How many lines of the records below contain the string "pant"? Give only the number.

(Image region outline records)

§ §

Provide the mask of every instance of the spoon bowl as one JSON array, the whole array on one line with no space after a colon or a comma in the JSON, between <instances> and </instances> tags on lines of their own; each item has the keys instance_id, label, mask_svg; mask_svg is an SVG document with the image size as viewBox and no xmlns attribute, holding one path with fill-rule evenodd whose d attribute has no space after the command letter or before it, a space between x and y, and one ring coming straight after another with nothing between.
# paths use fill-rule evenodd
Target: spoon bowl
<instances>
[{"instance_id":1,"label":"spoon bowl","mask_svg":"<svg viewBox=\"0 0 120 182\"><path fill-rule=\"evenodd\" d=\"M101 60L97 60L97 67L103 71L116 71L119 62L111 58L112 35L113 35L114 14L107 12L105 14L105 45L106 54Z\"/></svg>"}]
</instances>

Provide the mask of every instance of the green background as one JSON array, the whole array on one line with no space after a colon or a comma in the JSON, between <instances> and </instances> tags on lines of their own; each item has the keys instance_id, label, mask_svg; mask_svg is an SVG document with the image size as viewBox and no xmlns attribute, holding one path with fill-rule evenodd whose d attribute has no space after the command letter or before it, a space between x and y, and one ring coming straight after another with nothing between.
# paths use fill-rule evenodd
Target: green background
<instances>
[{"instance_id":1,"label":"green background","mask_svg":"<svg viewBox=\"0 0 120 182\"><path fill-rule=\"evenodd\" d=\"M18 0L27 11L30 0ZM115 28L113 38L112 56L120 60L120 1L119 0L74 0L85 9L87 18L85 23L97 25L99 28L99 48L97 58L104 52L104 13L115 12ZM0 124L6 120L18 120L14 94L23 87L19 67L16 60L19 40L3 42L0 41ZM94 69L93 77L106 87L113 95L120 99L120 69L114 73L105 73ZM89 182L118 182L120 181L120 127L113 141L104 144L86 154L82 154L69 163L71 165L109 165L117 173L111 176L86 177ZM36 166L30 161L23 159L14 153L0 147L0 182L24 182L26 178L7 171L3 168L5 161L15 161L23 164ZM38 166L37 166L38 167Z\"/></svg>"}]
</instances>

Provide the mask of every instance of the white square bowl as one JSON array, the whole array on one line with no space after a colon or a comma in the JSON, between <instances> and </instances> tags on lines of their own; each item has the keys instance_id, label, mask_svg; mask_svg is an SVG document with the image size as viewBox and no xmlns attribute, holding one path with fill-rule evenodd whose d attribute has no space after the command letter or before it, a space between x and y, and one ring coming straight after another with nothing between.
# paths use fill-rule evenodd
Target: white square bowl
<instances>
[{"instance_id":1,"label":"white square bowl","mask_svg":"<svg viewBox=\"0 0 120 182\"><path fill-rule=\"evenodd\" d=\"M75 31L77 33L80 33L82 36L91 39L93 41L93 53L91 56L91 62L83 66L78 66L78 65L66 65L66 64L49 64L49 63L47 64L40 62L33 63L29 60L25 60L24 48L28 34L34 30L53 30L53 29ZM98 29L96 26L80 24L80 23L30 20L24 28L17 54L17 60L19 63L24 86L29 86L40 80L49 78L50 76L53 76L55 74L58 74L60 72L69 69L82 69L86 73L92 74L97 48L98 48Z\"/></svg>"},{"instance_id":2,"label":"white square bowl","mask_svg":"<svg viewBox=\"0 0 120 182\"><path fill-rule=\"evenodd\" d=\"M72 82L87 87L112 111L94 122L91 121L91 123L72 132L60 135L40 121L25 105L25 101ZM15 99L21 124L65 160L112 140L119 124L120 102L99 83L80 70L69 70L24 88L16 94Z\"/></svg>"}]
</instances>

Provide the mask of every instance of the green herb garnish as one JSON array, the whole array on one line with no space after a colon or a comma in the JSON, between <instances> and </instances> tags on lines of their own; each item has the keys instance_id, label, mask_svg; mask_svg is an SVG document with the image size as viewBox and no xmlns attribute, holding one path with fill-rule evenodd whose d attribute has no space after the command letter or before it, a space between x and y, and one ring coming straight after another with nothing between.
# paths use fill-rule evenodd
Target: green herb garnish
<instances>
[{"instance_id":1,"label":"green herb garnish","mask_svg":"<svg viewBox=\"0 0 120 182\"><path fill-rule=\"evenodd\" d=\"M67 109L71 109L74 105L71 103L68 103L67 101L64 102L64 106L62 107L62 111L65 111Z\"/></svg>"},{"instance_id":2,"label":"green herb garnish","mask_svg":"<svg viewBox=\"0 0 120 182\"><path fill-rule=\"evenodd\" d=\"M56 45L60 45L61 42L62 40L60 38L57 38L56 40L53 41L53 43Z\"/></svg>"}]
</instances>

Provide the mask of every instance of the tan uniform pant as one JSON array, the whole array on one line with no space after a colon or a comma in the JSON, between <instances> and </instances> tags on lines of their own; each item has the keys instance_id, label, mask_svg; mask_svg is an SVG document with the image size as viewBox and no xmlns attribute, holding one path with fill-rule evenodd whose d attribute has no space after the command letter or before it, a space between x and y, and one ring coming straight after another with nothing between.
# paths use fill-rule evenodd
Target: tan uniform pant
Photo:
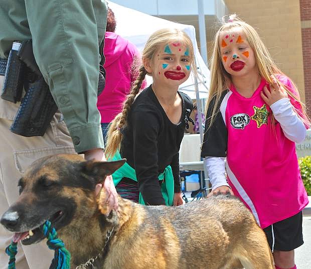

§ §

Answer to this task —
2